**WHAT YOU SHOULD DO:** Rewrite every row below, swapping "per instance" for "for each one" and leaving everything else as it is.

**THE RECORDS:**

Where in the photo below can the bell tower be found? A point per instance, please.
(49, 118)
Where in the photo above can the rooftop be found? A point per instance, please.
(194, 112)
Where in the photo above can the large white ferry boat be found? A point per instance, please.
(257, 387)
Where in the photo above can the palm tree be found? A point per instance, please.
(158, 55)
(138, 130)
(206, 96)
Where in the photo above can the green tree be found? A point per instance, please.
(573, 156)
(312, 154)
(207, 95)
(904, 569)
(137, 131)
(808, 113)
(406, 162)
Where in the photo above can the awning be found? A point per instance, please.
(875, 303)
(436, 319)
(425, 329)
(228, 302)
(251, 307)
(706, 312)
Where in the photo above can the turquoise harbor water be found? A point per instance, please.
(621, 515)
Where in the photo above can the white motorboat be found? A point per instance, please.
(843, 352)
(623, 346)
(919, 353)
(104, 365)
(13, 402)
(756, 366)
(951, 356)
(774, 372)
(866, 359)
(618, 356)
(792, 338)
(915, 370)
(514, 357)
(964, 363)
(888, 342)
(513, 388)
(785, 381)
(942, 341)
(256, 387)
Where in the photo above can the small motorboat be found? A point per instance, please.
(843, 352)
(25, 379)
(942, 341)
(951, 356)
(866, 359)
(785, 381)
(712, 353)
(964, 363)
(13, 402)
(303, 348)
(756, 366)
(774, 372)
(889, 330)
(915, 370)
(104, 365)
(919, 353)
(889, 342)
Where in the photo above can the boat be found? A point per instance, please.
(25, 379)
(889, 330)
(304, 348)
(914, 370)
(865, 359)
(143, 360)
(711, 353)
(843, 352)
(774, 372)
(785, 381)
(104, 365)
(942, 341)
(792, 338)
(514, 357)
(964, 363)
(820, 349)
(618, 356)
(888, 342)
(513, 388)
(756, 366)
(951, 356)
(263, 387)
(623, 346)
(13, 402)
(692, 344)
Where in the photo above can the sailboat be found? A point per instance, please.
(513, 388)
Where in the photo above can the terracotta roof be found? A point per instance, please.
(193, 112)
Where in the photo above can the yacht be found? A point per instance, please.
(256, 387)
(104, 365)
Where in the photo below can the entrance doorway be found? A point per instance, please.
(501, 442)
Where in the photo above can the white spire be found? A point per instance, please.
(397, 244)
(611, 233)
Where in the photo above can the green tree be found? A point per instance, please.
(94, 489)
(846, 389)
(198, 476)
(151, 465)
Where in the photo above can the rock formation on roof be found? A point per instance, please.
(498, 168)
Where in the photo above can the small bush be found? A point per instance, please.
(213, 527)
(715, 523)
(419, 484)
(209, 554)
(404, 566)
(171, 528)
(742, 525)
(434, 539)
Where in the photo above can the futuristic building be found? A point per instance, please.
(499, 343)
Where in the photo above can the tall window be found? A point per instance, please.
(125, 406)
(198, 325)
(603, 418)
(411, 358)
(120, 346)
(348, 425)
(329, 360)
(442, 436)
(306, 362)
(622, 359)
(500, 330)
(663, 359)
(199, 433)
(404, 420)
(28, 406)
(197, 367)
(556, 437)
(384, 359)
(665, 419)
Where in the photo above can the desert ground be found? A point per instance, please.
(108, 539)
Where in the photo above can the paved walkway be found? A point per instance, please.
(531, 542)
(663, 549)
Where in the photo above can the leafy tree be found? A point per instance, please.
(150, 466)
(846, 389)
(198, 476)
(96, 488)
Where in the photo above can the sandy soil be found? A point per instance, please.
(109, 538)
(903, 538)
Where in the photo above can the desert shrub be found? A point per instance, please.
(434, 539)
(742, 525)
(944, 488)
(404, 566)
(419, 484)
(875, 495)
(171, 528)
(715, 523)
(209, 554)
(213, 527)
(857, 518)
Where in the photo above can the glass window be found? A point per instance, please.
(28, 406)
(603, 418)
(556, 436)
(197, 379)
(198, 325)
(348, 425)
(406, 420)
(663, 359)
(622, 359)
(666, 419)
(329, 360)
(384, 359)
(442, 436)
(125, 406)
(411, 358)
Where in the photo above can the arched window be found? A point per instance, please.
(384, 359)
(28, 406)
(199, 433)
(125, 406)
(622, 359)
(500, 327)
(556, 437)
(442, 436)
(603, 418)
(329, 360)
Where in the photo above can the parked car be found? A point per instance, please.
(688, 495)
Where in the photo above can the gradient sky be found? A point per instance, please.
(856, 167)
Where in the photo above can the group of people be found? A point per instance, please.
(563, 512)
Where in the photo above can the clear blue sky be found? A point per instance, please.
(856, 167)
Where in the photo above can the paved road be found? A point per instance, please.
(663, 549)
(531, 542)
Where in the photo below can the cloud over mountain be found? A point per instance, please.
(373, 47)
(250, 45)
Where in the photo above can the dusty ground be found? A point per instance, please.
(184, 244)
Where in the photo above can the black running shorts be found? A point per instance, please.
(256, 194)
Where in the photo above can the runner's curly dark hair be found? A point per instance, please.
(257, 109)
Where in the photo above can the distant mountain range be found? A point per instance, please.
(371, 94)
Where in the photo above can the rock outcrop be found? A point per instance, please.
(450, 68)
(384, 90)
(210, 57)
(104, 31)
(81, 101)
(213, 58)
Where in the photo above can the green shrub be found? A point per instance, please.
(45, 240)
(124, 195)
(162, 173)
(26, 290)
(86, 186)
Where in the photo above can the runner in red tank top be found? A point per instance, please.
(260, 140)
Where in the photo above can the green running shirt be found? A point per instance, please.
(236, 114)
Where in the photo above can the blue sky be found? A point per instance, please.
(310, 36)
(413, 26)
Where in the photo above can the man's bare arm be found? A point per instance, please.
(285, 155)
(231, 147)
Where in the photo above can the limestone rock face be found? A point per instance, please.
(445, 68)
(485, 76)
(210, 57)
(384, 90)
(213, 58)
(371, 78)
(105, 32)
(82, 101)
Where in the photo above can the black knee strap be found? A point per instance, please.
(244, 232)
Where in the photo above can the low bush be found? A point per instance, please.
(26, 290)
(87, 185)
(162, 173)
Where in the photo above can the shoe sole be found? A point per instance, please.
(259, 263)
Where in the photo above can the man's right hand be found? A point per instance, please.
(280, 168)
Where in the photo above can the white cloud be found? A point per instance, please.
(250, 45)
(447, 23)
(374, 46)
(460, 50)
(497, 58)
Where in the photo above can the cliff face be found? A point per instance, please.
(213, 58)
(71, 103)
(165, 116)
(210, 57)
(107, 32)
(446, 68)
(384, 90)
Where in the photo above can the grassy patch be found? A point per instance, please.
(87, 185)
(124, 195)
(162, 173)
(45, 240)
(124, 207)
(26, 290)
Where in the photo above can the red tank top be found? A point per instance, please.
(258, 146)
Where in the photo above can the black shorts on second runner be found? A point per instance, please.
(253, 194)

**OUTPUT:**
Where in the photo below can the bell tower be found? A point for each one, please.
(49, 118)
Where in the photo above can the rooftop be found? A point for each one, please.
(194, 112)
Where in the photo above can the large white ferry boat be found? A point for each one, please.
(257, 387)
Where in the photo above can the palm tree be found? A point for each one, please.
(158, 55)
(138, 130)
(206, 96)
Where in the photo above can the green tree be found? A point for each one, please.
(573, 156)
(312, 154)
(207, 95)
(904, 569)
(137, 131)
(808, 113)
(406, 162)
Where in the photo above can the awning be found? A point for each one, please.
(875, 303)
(436, 319)
(425, 329)
(228, 302)
(251, 307)
(706, 312)
Where in the photo above can the turquoise harbor water be found? A point for each one, please.
(621, 515)
Where in the photo above can the white motorboat be found? A point for each one, please.
(843, 352)
(623, 346)
(919, 353)
(104, 365)
(13, 402)
(756, 366)
(951, 356)
(774, 372)
(866, 359)
(618, 356)
(792, 338)
(915, 370)
(514, 357)
(964, 363)
(888, 342)
(513, 388)
(785, 381)
(942, 341)
(256, 387)
Where in the photo above can the small motorboat be found? A point for each one, please.
(843, 352)
(25, 379)
(942, 341)
(951, 356)
(866, 359)
(785, 381)
(712, 353)
(964, 363)
(13, 402)
(303, 348)
(756, 366)
(774, 372)
(889, 330)
(915, 370)
(104, 365)
(919, 353)
(889, 342)
Where in the photo above can the boat be found? A point for each one, please.
(25, 379)
(889, 330)
(304, 348)
(914, 370)
(865, 359)
(143, 360)
(711, 353)
(843, 352)
(774, 372)
(785, 381)
(104, 365)
(942, 341)
(792, 338)
(514, 357)
(964, 363)
(820, 349)
(618, 356)
(888, 342)
(513, 388)
(756, 366)
(951, 356)
(263, 387)
(623, 346)
(13, 402)
(692, 344)
Where in the photo above can the sailboat be found? A point for each one, please.
(513, 388)
Where in the photo above can the terracotta roof be found? A point for each one, please.
(193, 112)
Where in the photo above can the yacht be found? A point for each one, please.
(256, 387)
(104, 365)
Where in the photo below can the entrance doorway be found? A point for each one, please.
(501, 442)
Where in the photo above can the white spire be found? A point for each one, please.
(397, 244)
(611, 233)
Where in the photo above can the green tree be found? A point for each one, please.
(94, 489)
(846, 389)
(198, 476)
(151, 465)
Where in the photo above can the rock formation on roof be found? A point for each one, please.
(498, 168)
Where in the photo above can the small bush be found? A point for each one, please.
(213, 527)
(715, 523)
(419, 484)
(209, 554)
(404, 566)
(171, 528)
(742, 525)
(434, 539)
Where in the photo above can the futuristic building be found? A point for each one, please.
(499, 343)
Where in the photo above can the tall window be found? A point for each one, please.
(125, 406)
(198, 325)
(603, 418)
(411, 358)
(120, 346)
(348, 425)
(329, 360)
(442, 436)
(306, 362)
(622, 359)
(500, 330)
(663, 359)
(199, 433)
(404, 420)
(28, 406)
(197, 367)
(556, 437)
(384, 359)
(665, 419)
Where in the photo above can the desert ground be found? A point for each one, please.
(108, 539)
Where in the photo above can the paved walkway be found? A point for each one, please.
(531, 542)
(663, 549)
Where in the photo above can the leafy tree be found? A point for each one, please.
(150, 466)
(846, 389)
(198, 476)
(96, 488)
Where in the photo above can the sandy soil be found? A point for each one, please.
(109, 538)
(903, 538)
Where in the photo above can the desert shrub be found? A point for each one, please.
(434, 539)
(742, 525)
(944, 488)
(404, 566)
(419, 484)
(875, 495)
(171, 528)
(715, 523)
(209, 554)
(213, 527)
(857, 518)
Where in the photo above can the glass window be found? A point for each one, please.
(28, 406)
(603, 418)
(556, 436)
(197, 379)
(198, 325)
(348, 425)
(406, 420)
(663, 359)
(622, 359)
(666, 419)
(329, 360)
(384, 359)
(442, 436)
(125, 406)
(411, 358)
Where in the photo above can the arched window be found? A point for each one, please.
(384, 359)
(28, 406)
(199, 433)
(125, 406)
(622, 359)
(500, 327)
(556, 437)
(442, 436)
(603, 418)
(329, 360)
Where in the photo above can the parked car be found? A point for each one, please.
(688, 495)
Where in the photo above can the gradient sky be found? A point for each one, please.
(856, 167)
Where in the photo above can the group of people be found? A point for each one, please.
(563, 512)
Where in the photo above can the clear blue sky be found? A point for each one, please.
(856, 167)
Where in the photo above can the paved road be found? A point for each one, please.
(663, 549)
(531, 542)
Where in the photo below can the cloud over mountain be found? A point for each one, please.
(373, 47)
(250, 45)
Where in the photo above can the dusty ground be found? A point for each one, please.
(184, 244)
Where in the photo above can the black running shorts be found? A point for each one, please.
(256, 194)
Where in the photo above can the runner's curly dark hair be found? A point for each one, please.
(257, 109)
Where in the photo above can the distant mountain range be found? A point for each one, please.
(371, 94)
Where in the photo above can the rock outcrop be found? A point for each one, please.
(450, 68)
(384, 90)
(210, 57)
(104, 31)
(81, 101)
(213, 58)
Where in the photo above can the green shrub be found? A point for each one, please.
(45, 240)
(124, 195)
(162, 173)
(26, 290)
(86, 186)
Where in the photo above can the runner in red tank top be found? A point for each one, please.
(260, 140)
Where in the photo above can the green running shirt be found? A point for each one, please.
(236, 114)
Where in the photo above can the blue sky be found? A point for each one, please.
(310, 36)
(413, 26)
Where in the photo above can the man's bare arm be found? A point for each one, please.
(285, 155)
(231, 147)
Where in the photo above can the limestone rock face be found? A point for each one, please.
(445, 68)
(485, 76)
(210, 57)
(384, 90)
(213, 58)
(371, 78)
(105, 32)
(82, 101)
Where in the photo above can the black knee strap be found? A point for each one, please.
(244, 232)
Where in the photo above can the low bush be found? A point for each one, please.
(26, 290)
(87, 185)
(162, 173)
Where in the photo above can the shoe sole be found? A point for each one, please.
(259, 263)
Where in the photo above can the man's right hand be found? A point for each one, please.
(280, 168)
Where in the photo above can the white cloud be found? A point for each one, please.
(250, 45)
(447, 23)
(374, 46)
(460, 50)
(497, 58)
Where in the photo above can the cliff face be found? A point for each one, please.
(213, 58)
(71, 103)
(165, 116)
(210, 57)
(107, 32)
(446, 68)
(384, 90)
Where in the photo above can the grassy patch be found? A point for each one, please.
(87, 185)
(124, 195)
(162, 173)
(45, 240)
(124, 207)
(26, 290)
Where in the photo above can the red tank top be found? A point for each one, please.
(258, 146)
Where in the photo above can the black shorts on second runner be found? A point for each one, please.
(253, 194)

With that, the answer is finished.